I would love to get a Nikon 1 which with an adapter would make it compatible with nikon F lenses but the smaller sensor is just a joke and quality isn't even close to the nex.


----------



## gsgary (Nov 22, 2012)

riskinhos said:
			
		

> thank you all of you. it was a big help. but you known what? I decided to just get a sony nex. it just does the same at the same quality if not better. Got a deal for an almost brand new sony nex-5 with kit lens and accessories for 250$. I'm going to get the new 10-18mm f/4  lens (with OSS and just 225gr!) or a sony alpha compatible one like the tokina with an adapter. I compared nikon dslr with the sony nex in my hands and omg... for the size and picture quality I really don't known why these don't sell a lot more. Sure a viewfinder can be usefull but anyway these days anything is digital and WYSIWYG in the display. for less then 500gr and a very small and convinent size I can get what I want. And the price is about the same or even less. Sure lens availability might be an issue if I want autofocus but with manual focus I can get about any lens I want with an adapter. There's also an issue with the fashes but also another adapter solves the problem. And if I upgrade the body I can also get a wireless control on android or ios.
> I would love to get a Nikon 1 which with an adapter would make it compatible with nikon F lenses but the smaller sensor is just a joke and quality isn't even close to the nex.



Because people dont want them


----------



## benhasajeep (Nov 24, 2012)

Well I am too late to the party.

My suggestion would have been a Nikon D7000 and the Tokina 11-16.  We have the 11-16 without motor and love it.  My wife does about 12-18 real estate shoots a year.  And almost exclusivly uses the Tokina for indoor shots.  Not sure how the Sony is, but the Nikon would have been good for flash shots as well.  Wireless flashes on stands are a big help doing interiors.


----------

## EXERCISE TASKS
A) In the forum thread, which camera body and lens did benhasajeep suggest?
B) Echo the forum thread from "My suggestion would" up to and including "help doing interiors.".
The data that follows has no connection to the forum thread.

## INFORMATION PROVIDED
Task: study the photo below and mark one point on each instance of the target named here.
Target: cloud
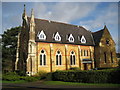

## RESPONSE LIST
A) A Nikon D7000 with the Tokina 11-16.

B)
My suggestion would have been a Nikon D7000 and the Tokina 11-16.  We have the 11-16 without motor and love it.  My wife does about 12-18 real estate shoots a year.  And almost exclusivly uses the Tokina for indoor shots.  Not sure how the Sony is, but the Nikon would have been good for flash shots as well.  Wireless flashes on stands are a big help doing interiors.